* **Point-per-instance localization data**

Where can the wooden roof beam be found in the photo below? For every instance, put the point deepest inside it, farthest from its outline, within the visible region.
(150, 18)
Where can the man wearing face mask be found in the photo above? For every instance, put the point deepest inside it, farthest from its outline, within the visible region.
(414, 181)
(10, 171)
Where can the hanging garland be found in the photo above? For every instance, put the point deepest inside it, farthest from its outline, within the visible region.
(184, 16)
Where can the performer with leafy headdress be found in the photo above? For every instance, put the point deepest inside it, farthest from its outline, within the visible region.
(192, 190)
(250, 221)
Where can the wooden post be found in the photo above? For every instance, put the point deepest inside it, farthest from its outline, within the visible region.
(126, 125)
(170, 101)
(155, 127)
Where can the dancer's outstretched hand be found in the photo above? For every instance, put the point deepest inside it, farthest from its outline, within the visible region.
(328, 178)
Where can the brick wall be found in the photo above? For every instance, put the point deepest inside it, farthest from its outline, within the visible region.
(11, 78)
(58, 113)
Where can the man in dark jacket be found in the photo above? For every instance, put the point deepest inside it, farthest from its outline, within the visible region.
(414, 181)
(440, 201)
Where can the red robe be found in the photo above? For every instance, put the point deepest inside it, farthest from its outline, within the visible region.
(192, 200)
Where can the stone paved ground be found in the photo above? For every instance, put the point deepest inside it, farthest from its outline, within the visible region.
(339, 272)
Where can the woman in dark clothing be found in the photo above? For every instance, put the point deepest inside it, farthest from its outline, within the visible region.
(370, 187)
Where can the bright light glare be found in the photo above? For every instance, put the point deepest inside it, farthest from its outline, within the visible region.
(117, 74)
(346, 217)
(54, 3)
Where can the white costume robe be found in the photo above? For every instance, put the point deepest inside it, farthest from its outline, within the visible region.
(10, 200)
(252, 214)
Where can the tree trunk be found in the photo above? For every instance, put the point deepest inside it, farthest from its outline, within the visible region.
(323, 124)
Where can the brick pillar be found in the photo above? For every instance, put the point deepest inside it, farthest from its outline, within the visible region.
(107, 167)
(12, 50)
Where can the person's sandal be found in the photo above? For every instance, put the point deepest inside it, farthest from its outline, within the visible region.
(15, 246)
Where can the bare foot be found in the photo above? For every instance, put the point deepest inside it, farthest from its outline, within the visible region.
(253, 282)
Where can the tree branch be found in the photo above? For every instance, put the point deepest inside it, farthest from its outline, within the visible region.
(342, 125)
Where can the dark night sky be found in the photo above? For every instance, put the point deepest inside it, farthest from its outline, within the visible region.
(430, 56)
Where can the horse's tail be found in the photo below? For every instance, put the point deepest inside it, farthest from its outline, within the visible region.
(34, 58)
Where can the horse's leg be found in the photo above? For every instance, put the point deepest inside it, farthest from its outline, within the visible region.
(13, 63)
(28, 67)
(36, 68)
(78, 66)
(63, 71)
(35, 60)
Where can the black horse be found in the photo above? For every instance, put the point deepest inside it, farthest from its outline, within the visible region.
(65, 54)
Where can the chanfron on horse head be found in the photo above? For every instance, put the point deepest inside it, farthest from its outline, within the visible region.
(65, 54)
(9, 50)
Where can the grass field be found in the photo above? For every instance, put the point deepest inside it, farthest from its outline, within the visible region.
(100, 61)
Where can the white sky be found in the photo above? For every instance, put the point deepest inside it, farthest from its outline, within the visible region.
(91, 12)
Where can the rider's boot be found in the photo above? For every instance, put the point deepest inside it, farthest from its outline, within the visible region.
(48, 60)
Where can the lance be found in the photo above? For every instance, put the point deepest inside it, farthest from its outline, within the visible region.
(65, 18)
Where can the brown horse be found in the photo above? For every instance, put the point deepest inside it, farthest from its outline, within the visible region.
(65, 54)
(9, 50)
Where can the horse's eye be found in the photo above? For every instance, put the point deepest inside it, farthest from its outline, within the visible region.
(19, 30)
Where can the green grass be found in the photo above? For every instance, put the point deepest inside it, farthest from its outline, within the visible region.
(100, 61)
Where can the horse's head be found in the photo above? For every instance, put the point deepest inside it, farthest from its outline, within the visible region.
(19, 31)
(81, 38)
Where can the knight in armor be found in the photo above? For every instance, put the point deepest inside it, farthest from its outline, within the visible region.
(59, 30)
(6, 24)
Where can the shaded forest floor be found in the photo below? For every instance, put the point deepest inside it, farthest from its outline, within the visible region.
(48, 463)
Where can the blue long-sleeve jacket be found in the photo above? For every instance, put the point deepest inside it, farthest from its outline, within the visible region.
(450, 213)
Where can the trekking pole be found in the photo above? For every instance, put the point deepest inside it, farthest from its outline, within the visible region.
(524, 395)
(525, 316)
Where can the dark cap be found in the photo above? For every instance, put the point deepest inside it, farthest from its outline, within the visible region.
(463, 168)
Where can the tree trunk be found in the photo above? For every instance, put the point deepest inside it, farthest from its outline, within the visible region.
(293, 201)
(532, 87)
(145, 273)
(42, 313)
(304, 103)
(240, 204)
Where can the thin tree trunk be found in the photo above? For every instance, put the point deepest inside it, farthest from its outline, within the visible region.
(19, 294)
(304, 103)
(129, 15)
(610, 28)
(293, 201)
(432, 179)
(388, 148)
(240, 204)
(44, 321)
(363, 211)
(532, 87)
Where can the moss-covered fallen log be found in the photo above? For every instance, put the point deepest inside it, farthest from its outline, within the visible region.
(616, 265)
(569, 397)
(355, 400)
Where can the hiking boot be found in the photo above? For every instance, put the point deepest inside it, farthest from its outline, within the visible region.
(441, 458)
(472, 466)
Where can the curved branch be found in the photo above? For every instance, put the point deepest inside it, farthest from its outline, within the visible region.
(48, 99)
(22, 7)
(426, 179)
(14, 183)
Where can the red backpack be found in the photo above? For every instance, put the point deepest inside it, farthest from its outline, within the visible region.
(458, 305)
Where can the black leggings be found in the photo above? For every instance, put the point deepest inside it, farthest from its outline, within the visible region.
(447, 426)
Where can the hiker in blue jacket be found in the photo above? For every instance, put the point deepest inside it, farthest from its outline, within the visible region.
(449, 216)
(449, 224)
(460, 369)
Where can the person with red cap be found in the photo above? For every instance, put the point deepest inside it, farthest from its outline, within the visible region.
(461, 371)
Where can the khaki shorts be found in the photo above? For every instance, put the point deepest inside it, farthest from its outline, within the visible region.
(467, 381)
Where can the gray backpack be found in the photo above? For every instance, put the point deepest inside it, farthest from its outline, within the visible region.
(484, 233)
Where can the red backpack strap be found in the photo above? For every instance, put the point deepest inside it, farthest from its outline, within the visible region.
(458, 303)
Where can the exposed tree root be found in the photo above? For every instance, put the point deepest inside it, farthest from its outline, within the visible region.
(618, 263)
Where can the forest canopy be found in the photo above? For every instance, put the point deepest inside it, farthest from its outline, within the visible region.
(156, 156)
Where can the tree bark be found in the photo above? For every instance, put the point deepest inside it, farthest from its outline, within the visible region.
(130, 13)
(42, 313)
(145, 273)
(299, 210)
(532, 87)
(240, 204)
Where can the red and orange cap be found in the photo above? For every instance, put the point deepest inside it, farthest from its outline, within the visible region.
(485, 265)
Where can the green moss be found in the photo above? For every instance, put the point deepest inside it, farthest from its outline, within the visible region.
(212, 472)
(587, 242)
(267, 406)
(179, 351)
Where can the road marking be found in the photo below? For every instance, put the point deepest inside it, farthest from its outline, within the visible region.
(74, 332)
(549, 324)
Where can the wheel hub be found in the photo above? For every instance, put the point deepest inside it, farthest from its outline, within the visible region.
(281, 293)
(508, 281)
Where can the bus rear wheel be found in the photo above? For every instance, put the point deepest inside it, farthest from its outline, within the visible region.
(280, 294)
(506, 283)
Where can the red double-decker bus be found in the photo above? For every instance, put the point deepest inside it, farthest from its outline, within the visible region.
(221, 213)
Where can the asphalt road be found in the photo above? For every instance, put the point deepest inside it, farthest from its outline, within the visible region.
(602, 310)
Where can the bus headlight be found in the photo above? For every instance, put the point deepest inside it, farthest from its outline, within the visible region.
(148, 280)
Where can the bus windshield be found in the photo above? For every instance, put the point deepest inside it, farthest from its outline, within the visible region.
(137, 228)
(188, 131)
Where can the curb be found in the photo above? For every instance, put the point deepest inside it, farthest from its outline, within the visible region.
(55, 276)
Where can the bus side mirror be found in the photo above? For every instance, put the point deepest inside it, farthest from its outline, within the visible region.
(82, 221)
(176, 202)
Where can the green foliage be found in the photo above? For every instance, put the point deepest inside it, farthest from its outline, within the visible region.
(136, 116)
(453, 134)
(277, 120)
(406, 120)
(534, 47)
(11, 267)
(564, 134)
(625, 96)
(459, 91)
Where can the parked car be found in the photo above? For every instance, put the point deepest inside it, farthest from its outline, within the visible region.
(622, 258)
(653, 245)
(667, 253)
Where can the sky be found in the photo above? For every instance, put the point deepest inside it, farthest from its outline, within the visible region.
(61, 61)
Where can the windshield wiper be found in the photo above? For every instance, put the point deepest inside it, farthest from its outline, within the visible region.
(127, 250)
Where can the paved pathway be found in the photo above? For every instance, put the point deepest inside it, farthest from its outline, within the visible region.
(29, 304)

* **What to do**
Where the line containing "Where can the bus windshield" appears in the records above, begin copying and continue through the last line; copy each line exactly and include no others.

* **Answer to this problem**
Where can the bus windshield be found in the photo above? For every instance, put the point deepest inside it, farthest from its outline, within the visible region.
(137, 228)
(188, 131)
Where can the curb be found in the photo above? For every instance, put the point deepest inside it, farthest from its outline, within the visible region.
(55, 276)
Where can the bus side mirror be found in the photo above? For every instance, put the point deepest inside it, farthest from its outline, within the visible region.
(82, 221)
(176, 202)
Where can the green foliage be found in the photo above? For every instance, put the point deepest inside it, farthest from its outline, within the visible region.
(136, 116)
(453, 134)
(277, 120)
(406, 120)
(534, 47)
(11, 267)
(564, 134)
(625, 96)
(459, 91)
Where can the parked car be found in the photo above? For every instance, put the point deepest inside it, farthest from its outline, within the visible region.
(622, 258)
(653, 245)
(667, 253)
Where can the sky be found in the photo above? For every instance, put the point deepest inside it, farthest from its outline, within the visible region.
(61, 61)
Where can the windshield wiper be found in the photo above? For every instance, put the point deepest inside it, farthest from its outline, within the visible region.
(127, 250)
Where can the paved pathway be found in the photo above? For every instance, put the point deepest inside it, farthest from its outline, within the visible region.
(29, 304)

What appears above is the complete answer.